Copy the records below word for word, starting at the line that contains "glare shown in this photograph." and going all the way to the end of the records, with both ends included. Leave the pictures out of your copy.
##### SOURCE DATA #####
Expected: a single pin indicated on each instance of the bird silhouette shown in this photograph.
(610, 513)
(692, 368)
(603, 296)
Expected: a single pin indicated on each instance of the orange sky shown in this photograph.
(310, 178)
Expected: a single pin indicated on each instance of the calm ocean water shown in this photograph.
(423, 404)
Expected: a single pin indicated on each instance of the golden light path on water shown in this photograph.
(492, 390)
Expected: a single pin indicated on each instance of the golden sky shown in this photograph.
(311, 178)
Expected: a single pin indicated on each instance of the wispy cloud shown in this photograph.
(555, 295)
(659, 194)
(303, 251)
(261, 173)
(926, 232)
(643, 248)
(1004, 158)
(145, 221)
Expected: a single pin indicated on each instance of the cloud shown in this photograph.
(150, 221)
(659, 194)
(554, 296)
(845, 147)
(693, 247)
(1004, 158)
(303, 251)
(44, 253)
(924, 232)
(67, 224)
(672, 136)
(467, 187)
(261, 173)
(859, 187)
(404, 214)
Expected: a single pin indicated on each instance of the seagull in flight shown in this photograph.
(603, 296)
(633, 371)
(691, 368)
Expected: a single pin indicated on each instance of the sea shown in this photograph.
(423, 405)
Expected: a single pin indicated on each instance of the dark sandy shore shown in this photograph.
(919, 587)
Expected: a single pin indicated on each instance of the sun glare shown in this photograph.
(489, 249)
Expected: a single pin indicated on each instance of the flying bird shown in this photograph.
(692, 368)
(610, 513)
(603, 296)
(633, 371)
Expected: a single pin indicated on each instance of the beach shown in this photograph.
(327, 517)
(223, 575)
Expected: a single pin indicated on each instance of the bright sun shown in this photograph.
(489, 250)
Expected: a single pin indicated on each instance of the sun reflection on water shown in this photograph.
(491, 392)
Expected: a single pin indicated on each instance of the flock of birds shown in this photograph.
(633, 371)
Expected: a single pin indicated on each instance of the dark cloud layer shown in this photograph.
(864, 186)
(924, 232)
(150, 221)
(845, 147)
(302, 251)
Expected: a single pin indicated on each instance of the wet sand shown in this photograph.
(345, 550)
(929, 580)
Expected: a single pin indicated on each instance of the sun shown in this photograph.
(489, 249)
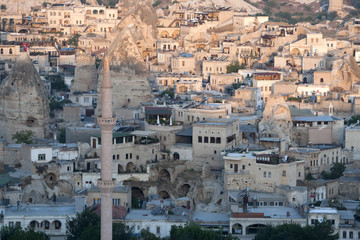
#####
* **ANSWER TO THE PROBLEM**:
Expected: a single pin indicated on each instance of the sun glare shown in this photograph.
(489, 249)
Expected: a single pin indicated on each instance of the flying bird shown in this photograph.
(692, 368)
(610, 513)
(603, 296)
(633, 371)
Expected: a single pin indicated on each instance of the beach shown in this photograph.
(327, 517)
(223, 575)
Expected: a single pin indicated on each instance of the bright sun shown in this photograph.
(489, 250)
Expected: a single pin indicated on each instance of the sun reflection on water shown in this photograph.
(491, 392)
Expected: a single pin indicated on each instance of the flock of birds shown in this photograph.
(633, 371)
Expected: a single pin indicated on each instance of the dark cloud layer shown in this photograph.
(864, 186)
(924, 232)
(150, 221)
(845, 147)
(302, 251)
Expected: a single pin indicated on each instance of the wet sand shown in this photograph.
(345, 550)
(929, 580)
Expected: a single pin indicated on each instance of the sun shown in this photograph.
(489, 249)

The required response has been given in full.